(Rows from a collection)

==============================

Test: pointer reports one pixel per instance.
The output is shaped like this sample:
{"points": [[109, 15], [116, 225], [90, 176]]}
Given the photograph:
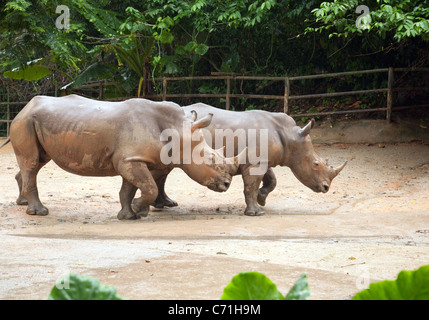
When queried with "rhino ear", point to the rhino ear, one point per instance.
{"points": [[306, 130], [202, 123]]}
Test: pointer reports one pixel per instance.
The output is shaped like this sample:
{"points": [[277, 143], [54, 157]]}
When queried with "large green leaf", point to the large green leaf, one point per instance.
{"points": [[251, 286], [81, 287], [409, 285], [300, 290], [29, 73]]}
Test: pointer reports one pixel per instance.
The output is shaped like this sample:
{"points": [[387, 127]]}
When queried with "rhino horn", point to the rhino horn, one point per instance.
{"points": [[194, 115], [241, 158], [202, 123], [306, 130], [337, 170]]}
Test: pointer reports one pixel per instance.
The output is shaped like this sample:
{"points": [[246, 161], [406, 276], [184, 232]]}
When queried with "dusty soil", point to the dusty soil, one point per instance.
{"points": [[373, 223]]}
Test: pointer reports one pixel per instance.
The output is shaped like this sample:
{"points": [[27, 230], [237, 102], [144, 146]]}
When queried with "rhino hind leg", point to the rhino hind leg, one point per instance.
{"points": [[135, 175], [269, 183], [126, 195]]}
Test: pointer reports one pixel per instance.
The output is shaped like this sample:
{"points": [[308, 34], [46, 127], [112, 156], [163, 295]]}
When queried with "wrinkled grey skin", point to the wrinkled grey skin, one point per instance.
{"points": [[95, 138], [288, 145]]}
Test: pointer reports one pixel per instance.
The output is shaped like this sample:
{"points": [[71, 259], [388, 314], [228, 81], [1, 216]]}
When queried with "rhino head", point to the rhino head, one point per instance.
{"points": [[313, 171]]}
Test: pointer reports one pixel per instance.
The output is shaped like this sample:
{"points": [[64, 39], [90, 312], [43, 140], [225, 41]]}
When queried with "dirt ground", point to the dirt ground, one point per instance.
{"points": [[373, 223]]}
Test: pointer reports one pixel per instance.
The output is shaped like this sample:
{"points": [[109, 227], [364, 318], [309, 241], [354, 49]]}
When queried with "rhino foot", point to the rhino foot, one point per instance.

==============================

TASK TO COMPLETE>
Write out, without any changes, the rows from the very start through the line containing "ear, one point per instance.", including that line. Leave the picture out of your answer.

SOLUTION TO THIS EXERCISE>
Test: pointer reports one pixel per instance.
The output is shaped like this sample:
{"points": [[109, 15], [116, 225], [90, 176]]}
Given the photograph:
When queried with "rhino ear", point to the rhino ear, one point per instance.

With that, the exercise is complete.